# [TAREFAS A CUMPRIR]
a. Indique se cada afirmação abaixo está de acordo com a crítica sobre o espetáculo Insones, respondendo sim ou não e citando literalmente o trecho decisivo: (i) Adriano Medeiros é um ator iniciante; (ii) Adriano Medeiros também é responsável pela dramaturgia textual; (iii) em Insones há sobreposição entre os elementos do espetáculo.
b. Com base na crítica sobre o espetáculo Insones, responda:
(i) De qual grupo Adriano Medeiros integra o elenco?
(ii) Em quais estados nos encontramos na ambientação caótica que a iluminação busca dimensionar?
(iii) Qual é o título do livro de Josette Féral mencionado?
c. Prossiga a crítica sobre o espetáculo Insones a partir de sua última frase.

# [TEXTO DE LEITURA]
--------
Insones é um trabalho que se propõe como vertigem, vertigem em alta voltagem. A atuação de Adriano Medeiros, que não é propriamente um iniciante, pois é ator que integra o elenco do grupo Cirquinho do Revirado, de Criciúma, une expressão vocal e corporal alcançando níveis de expressividade que dialogam com a iluminação, nitidamente construída para dimensionar o público na ambientação caótica em que nos encontramos nos estados de insônia, alucinação ou em sonho, por isso o ritmo do espetáculo e tramado entre a velocidade máxima e recortes lentos em que lapsos e lembranças se acumulam.

Outro ponto importante é o grau de sintonia existente entre os músicos Henrique Goulart da Silveira, João Vitor Peters, João Luis Pereira, Gustavo Grillo e Marco Amaral com a performance de Adriano Medeiros, que também assina a dramaturgia textual. Não é incomum, quando se tem uma banda integrada a um espetáculo “solo”, sobretudo se ela agregar músicos de altíssima qualidade, haver uma sobreposição descontínua. Mas isso não acontece porque Insones possui aquela característica inerente aos espetáculos em que a teoria serve de elemento para aprimorar a prática, como tão bem defende Josette Féral no livro Além dos Limites – Teoria e Prática do Teatro. O pensamento, neste caso, se traduz em pensamento-ação. Não há sobreposição nos elementos que compõem Insones, o que resulta num trabalho do tamanho de sua pretensão e da sua coragem.
--------
# [MATERIAL FORNECIDO]
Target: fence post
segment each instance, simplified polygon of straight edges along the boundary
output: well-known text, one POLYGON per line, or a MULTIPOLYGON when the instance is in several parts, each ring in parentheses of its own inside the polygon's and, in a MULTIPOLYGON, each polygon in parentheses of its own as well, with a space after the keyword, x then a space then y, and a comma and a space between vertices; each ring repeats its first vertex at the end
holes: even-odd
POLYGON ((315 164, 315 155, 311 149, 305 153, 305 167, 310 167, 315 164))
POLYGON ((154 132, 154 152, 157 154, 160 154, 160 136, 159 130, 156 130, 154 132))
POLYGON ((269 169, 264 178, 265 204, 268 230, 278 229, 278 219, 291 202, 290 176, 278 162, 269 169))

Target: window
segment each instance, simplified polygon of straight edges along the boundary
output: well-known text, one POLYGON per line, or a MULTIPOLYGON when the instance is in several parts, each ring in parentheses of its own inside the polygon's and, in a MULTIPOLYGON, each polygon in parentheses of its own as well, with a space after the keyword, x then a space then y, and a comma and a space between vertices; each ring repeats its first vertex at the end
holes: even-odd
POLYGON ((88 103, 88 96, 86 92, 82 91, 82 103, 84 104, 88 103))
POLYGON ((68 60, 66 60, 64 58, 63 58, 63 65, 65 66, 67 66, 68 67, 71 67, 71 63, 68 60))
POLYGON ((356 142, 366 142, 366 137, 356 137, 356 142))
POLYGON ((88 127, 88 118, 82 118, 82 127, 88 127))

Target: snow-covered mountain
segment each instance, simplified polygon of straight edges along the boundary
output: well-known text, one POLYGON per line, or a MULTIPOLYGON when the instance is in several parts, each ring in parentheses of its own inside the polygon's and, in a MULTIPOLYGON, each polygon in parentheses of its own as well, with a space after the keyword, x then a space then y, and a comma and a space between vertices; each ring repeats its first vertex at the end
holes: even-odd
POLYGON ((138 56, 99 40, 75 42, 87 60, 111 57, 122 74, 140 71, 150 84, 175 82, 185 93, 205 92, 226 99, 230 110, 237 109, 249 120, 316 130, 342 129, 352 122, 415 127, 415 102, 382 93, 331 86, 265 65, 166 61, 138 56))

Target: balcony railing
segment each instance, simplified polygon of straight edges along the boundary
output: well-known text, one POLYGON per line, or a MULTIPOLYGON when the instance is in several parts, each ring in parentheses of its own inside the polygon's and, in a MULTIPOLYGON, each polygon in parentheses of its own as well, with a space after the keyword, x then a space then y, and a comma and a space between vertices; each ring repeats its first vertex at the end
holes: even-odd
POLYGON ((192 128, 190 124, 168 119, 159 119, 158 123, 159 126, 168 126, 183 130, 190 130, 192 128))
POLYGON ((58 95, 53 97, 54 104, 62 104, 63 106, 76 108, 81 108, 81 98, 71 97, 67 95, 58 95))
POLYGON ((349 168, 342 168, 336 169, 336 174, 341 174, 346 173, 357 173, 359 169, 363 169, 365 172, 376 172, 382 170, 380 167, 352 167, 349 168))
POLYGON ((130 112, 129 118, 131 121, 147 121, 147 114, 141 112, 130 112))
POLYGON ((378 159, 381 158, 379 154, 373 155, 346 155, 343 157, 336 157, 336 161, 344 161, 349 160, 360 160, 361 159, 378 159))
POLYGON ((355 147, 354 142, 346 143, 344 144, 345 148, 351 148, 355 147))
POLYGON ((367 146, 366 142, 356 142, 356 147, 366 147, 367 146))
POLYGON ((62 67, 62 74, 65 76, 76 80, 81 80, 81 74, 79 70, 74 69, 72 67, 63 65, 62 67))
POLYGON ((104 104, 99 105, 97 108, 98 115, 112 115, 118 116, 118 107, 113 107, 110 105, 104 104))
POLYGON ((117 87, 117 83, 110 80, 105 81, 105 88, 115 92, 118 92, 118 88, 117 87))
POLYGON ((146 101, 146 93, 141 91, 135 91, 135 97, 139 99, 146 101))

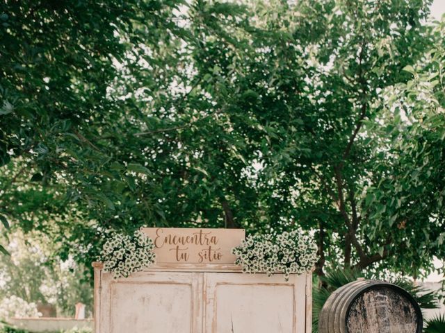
--------
# [RESPOSTAS DADAS]
a.
(i) Não: "que não é propriamente um iniciante"
(ii) Sim: "que também assina a dramaturgia textual"
(iii) Não: "Não há sobreposição nos elementos que compõem Insones"

b.
(i) Do grupo Cirquinho do Revirado, de Criciúma.
(ii) Nos estados de insônia, alucinação ou em sonho.
(iii) Além dos Limites – Teoria e Prática do Teatro.

c.
Podemos pensar aqui em Jean-Pierre Sarrazac que defende a ideia de um teatro que seria uma “máquina insoniosa”. Tal teatro teria lugar “para além do julgamento, no jogo dos possíveis. Não puniria nem consolaria. Teria a crueldade de um combate permanente contra si mesmo. Ao espectador, ofereceria apenas reparação. Entenda-se: um lugar e um tempo para retomar forças.” Insones oferece essa reparação ao espectador, mesmo sabendo que se está diante de um experimento estudantil, pois o trabalho, como já afirmamos, é o resultado de uma disciplina de graduação. Por isso, Insones é a prova concreta de que o ensino das artes, seja no campo da teoria, seja no campo da prática, pode ser exercido, dentro da academia, sem que se caia nos discursos viciados, empoeirados e autoritários que costumam permear as relações acadêmicas. O espetáculo será apresentado, no Teatro do Sesc Prainha, no dia 8 de dezembro, dentro da amostra Cenas Emergentes, com entrada franca. Quem for insone, que aproveite!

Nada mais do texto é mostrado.